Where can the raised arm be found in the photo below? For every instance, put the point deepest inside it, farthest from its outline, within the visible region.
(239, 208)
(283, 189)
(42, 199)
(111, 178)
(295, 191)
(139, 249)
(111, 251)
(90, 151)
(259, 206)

______

> [Work request]:
Make an exact copy of the listing shown above.

> [Your response]:
Where can the raised arm be found in the photo below? For every instance, put the point deepest inside it, farthest from its outline, within the visible region.
(239, 208)
(283, 189)
(42, 199)
(111, 178)
(295, 191)
(139, 249)
(111, 251)
(90, 151)
(259, 206)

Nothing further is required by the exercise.